Locate each line in the items below that contains the string "blue", and copy every such line out in full. The match is case-sensitive.

START Data shown

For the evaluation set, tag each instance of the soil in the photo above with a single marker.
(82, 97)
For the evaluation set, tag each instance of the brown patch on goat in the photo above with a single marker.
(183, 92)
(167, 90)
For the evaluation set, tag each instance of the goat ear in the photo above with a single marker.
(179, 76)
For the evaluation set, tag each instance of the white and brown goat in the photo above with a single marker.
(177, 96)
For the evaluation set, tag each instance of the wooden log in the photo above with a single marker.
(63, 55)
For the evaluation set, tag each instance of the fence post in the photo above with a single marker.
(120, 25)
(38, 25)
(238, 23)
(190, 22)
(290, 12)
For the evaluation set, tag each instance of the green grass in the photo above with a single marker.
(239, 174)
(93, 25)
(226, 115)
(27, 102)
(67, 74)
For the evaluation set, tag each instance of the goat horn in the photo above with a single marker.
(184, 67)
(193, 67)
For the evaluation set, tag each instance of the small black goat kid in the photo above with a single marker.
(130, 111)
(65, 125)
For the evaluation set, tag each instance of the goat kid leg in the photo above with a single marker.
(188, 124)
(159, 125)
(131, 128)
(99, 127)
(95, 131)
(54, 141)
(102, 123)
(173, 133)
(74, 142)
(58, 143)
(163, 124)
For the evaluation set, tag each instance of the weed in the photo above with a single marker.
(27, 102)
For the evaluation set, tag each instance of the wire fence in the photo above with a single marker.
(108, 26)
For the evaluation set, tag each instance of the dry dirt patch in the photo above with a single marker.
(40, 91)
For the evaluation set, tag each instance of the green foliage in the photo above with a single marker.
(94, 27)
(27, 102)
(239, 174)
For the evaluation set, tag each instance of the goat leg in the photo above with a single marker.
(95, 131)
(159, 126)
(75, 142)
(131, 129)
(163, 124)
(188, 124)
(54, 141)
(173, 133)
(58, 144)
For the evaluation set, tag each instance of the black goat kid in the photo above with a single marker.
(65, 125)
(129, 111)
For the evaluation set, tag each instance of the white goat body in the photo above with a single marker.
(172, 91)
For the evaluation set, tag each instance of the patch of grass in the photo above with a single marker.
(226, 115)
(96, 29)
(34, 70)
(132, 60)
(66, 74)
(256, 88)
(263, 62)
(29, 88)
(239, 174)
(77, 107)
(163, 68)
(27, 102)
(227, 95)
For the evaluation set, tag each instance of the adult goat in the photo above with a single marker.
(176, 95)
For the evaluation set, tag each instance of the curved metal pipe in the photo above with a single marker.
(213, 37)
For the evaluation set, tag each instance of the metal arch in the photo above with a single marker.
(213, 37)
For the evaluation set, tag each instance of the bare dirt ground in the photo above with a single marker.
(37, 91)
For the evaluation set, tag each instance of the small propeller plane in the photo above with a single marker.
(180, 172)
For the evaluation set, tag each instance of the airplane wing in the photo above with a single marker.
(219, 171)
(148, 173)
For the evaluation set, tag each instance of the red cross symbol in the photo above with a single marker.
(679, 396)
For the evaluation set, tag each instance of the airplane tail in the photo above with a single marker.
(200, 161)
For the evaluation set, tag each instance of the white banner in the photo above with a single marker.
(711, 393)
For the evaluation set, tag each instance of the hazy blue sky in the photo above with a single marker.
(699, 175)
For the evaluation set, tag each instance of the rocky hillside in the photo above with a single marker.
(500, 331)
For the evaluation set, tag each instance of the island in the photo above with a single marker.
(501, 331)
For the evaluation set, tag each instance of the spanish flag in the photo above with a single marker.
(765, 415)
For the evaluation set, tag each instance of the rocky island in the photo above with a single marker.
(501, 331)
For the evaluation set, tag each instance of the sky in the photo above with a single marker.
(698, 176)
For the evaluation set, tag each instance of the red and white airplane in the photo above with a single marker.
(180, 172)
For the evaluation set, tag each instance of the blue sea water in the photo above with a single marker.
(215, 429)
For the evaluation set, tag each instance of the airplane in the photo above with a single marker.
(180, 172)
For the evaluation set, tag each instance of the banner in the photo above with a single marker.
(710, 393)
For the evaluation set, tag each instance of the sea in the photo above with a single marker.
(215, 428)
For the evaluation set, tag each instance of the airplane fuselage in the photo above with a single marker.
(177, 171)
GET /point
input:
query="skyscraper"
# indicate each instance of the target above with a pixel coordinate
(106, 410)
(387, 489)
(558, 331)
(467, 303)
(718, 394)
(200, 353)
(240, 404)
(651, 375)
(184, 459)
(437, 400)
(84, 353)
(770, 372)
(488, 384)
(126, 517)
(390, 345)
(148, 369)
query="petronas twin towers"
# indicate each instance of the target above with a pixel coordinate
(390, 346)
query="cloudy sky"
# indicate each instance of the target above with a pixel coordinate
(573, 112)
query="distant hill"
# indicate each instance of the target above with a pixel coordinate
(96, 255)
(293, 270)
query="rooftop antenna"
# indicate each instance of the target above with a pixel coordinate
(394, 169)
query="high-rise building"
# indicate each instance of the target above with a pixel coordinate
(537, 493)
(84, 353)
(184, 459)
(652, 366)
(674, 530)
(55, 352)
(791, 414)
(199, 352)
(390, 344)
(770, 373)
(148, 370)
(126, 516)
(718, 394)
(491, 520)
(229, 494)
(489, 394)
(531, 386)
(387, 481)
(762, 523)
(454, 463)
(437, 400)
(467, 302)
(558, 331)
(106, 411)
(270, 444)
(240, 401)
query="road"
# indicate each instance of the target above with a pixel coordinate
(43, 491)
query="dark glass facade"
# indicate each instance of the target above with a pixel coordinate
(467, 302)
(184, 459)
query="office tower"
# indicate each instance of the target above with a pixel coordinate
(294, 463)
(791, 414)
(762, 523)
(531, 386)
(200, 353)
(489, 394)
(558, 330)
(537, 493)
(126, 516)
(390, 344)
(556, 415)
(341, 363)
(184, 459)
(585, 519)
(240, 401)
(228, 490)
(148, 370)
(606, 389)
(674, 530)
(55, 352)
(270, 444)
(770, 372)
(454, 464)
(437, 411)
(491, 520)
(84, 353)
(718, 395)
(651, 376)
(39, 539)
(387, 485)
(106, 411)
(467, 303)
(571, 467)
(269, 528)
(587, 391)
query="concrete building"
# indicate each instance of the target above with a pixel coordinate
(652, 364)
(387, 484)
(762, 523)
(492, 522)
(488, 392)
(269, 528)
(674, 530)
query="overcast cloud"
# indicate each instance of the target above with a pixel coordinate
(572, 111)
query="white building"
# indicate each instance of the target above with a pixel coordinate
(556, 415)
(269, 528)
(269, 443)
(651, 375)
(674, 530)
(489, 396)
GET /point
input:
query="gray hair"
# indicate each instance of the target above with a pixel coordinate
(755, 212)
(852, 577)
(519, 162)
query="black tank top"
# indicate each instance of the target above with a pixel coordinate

END Data shown

— Solution to this problem —
For the evaluation set, tag each instance of the hazy blue sky in the photo above with a single marker.
For the evaluation set, tag each instance of the blue sea water in the photo above with a single marker.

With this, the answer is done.